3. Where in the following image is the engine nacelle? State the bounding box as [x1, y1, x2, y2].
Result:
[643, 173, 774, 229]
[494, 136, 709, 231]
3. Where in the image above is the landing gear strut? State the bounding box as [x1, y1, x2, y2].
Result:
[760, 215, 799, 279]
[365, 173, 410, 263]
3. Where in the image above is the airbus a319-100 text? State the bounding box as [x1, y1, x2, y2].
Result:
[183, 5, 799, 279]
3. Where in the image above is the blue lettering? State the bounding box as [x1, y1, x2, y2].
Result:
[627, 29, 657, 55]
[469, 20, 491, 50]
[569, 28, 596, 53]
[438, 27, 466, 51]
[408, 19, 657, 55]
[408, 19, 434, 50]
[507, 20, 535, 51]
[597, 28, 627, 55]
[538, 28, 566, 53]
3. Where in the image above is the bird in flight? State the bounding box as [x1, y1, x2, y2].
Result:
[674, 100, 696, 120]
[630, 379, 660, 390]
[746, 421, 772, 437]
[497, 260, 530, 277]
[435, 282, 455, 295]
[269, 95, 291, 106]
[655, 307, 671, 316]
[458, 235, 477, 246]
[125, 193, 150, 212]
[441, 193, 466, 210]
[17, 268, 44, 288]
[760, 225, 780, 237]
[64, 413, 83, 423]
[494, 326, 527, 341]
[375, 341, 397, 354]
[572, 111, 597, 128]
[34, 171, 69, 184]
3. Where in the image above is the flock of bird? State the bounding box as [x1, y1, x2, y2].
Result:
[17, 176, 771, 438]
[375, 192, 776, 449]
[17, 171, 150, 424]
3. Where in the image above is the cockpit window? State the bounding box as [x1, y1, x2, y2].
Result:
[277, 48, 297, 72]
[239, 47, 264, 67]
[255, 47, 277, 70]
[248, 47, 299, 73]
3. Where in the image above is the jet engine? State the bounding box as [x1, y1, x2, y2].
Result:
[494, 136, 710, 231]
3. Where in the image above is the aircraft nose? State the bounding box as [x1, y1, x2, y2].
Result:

* * * * * * * * *

### What this task involves
Type the whole listing again, unaltered.

### Answer for the task
3. Where in the following image is the engine nacelle? State the bounding box as [x1, y1, x2, y2].
Result:
[643, 173, 774, 229]
[494, 136, 709, 231]
3. Where in the image above is the landing gear strut? State the bounding box as [x1, y1, x2, y2].
Result:
[760, 215, 799, 279]
[365, 173, 410, 263]
3. Where in the image above is the airbus a319-100 text? State the bounding box as [x1, y1, x2, y2].
Result:
[183, 5, 799, 279]
3. Where in the image above is the blue lettering? State the bounding box as [x1, y1, x2, y2].
Result:
[627, 29, 657, 55]
[469, 20, 491, 50]
[569, 28, 596, 53]
[438, 27, 466, 51]
[408, 19, 657, 55]
[408, 19, 434, 50]
[507, 20, 535, 51]
[597, 28, 627, 55]
[538, 28, 566, 53]
3. Where in the image above is the bird in flight? State the bounding box as [x1, y1, x2, y2].
Result:
[674, 100, 696, 120]
[630, 379, 660, 390]
[746, 421, 772, 437]
[497, 260, 530, 277]
[435, 282, 455, 295]
[269, 95, 291, 106]
[655, 307, 671, 316]
[458, 235, 477, 246]
[125, 193, 150, 212]
[441, 193, 466, 210]
[17, 268, 44, 288]
[760, 225, 780, 237]
[64, 413, 83, 423]
[494, 326, 527, 341]
[375, 341, 397, 354]
[572, 111, 597, 128]
[34, 171, 69, 184]
3. Where in the image above is the flock of bird? State the bounding box as [x1, y1, x2, y2].
Result:
[17, 176, 771, 438]
[375, 192, 776, 449]
[17, 171, 150, 424]
3. Where in the image above is the cockpit window? State the bounding box as [x1, y1, x2, y2].
Result:
[277, 48, 297, 72]
[239, 47, 264, 67]
[255, 47, 277, 70]
[248, 47, 299, 73]
3. Where in the image above is the jet engine? State the bounding box as [x1, y1, x2, y2].
Result:
[494, 136, 710, 231]
3. Where in the image above is the aircraft nose? State the bounding box as [x1, y1, x2, y2].
Result:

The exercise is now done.